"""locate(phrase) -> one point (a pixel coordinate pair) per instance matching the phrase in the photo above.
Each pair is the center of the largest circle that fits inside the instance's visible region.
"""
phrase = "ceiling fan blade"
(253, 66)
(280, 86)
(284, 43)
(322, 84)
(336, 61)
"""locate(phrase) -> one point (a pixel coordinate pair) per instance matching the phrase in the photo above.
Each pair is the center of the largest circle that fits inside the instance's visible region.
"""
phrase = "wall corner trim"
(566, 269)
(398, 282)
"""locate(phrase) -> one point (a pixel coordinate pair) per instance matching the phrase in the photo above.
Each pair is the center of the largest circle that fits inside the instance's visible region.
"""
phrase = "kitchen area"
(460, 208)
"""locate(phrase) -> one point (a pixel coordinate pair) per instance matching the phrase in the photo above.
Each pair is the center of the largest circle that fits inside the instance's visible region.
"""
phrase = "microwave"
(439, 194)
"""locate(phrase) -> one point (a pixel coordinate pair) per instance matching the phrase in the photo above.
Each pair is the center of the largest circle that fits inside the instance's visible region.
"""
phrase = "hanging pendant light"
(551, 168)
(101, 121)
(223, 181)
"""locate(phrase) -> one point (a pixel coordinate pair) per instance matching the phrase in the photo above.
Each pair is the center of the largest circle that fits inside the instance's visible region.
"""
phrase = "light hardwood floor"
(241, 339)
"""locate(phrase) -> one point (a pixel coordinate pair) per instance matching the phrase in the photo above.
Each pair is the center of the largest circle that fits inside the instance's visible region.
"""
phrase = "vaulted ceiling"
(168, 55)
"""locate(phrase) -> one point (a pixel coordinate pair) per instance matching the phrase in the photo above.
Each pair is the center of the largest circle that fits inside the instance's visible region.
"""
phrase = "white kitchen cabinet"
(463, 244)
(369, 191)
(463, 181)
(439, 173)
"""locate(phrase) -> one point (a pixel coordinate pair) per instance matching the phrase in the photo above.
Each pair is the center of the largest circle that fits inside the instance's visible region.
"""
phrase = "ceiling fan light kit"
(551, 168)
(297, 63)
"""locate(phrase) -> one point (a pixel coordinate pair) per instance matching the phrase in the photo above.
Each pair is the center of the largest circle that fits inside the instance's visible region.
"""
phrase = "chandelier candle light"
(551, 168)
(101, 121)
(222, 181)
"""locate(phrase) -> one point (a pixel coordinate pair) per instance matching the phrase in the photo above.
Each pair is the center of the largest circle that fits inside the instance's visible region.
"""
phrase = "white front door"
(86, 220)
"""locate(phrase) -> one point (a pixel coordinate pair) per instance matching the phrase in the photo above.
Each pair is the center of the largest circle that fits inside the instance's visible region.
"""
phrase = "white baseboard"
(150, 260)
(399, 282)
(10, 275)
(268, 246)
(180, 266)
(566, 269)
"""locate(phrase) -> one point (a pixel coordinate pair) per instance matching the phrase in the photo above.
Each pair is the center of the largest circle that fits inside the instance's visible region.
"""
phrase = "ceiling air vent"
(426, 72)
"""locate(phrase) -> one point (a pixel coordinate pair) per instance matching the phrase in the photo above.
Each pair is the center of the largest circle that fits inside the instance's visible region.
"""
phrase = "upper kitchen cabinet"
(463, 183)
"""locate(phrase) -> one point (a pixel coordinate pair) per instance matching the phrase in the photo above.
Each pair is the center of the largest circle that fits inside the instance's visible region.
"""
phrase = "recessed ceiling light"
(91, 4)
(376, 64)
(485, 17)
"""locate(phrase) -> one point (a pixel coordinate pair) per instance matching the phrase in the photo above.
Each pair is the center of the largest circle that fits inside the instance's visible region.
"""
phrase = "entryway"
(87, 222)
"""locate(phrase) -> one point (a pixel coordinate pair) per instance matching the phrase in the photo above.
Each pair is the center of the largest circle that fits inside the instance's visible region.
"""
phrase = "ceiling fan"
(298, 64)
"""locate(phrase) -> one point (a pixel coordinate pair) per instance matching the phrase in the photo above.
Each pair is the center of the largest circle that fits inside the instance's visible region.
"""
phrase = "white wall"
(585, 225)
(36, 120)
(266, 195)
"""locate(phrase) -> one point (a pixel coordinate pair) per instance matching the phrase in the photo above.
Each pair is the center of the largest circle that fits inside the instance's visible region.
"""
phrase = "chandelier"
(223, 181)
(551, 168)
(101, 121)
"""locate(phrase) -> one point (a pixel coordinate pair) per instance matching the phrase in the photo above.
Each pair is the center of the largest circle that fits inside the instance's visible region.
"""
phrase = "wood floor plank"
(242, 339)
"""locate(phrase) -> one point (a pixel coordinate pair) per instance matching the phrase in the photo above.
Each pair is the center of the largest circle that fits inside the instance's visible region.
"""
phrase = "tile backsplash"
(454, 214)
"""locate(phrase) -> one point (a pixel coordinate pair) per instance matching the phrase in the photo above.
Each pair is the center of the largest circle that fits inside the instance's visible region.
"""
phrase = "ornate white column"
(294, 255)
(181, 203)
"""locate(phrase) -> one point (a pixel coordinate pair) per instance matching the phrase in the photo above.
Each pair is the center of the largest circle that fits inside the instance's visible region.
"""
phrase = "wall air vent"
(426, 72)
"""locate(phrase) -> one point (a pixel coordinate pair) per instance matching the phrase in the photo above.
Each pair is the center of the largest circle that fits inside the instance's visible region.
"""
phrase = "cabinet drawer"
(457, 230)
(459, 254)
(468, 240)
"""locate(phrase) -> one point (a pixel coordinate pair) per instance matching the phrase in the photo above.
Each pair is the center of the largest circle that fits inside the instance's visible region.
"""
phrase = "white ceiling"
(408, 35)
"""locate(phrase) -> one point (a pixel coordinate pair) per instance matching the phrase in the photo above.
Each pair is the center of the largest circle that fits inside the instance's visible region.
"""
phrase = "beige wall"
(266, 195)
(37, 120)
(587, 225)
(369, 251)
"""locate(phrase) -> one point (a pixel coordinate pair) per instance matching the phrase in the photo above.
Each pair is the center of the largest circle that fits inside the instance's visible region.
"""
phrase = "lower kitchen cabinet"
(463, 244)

┄┄┄┄┄┄

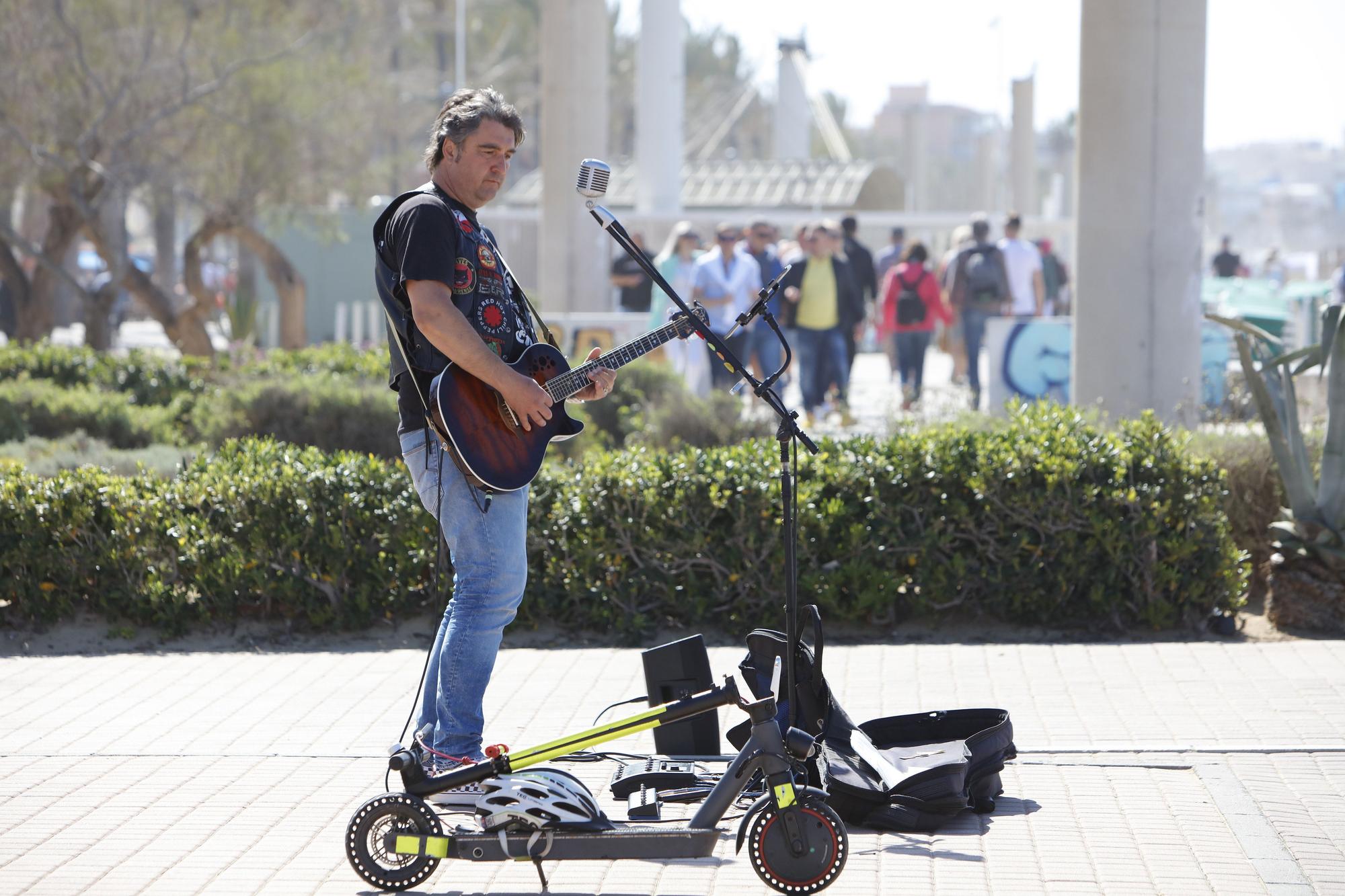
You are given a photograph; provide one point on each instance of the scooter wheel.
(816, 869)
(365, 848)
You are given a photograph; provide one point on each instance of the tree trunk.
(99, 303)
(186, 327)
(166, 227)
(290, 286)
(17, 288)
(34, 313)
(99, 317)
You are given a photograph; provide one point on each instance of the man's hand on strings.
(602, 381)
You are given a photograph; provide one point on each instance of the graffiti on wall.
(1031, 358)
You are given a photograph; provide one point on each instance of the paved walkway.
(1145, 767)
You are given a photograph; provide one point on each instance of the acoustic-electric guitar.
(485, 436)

┄┄┄┄┄┄

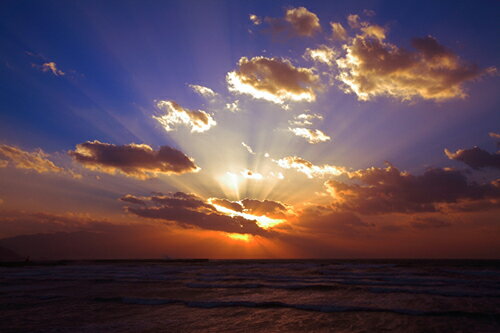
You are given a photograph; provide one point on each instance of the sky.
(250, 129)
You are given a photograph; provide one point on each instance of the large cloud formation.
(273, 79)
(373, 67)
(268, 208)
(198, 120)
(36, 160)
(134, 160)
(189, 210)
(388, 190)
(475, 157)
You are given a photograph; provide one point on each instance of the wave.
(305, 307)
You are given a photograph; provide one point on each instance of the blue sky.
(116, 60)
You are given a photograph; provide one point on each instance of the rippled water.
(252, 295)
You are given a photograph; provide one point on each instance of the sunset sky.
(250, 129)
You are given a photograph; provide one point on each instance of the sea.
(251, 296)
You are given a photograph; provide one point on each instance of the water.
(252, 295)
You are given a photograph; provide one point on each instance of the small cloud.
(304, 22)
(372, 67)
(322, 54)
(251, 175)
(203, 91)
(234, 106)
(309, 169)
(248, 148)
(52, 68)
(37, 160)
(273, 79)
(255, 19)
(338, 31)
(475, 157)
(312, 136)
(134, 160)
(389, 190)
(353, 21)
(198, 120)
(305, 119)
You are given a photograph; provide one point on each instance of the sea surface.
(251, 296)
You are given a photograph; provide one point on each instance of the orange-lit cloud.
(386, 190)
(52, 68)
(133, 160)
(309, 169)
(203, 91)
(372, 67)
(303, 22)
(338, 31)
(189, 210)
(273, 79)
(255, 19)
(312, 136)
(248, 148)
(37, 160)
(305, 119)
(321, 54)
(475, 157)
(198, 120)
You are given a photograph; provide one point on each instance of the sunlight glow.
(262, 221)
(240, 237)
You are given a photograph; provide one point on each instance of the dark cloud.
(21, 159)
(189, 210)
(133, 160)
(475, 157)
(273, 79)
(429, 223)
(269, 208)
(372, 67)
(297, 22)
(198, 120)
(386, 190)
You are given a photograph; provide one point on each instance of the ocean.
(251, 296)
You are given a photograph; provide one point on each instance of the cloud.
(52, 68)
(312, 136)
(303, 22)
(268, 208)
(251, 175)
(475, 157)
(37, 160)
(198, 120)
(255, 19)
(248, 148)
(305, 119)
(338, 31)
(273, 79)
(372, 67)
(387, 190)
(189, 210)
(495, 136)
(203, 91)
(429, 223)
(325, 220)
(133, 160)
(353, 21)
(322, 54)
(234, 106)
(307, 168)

┄┄┄┄┄┄

WHAT YOU HAVE TO DO
Render everything in the entries from the line containing "hand on strings." down to the line containing "(1145, 767)", both included, as a JSON list of strings with one string per line and blank lines omitted.

THE SOLUTION
[
  "You are given a photograph; provide one point on each instance of the man's hand on strings.",
  "(602, 381)",
  "You are given a photograph; provide one point on each instance of the graffiti on wall.",
  "(1031, 358)",
  "You are given a photograph; provide one point on each instance of the paved walkway.",
  "(1145, 767)"
]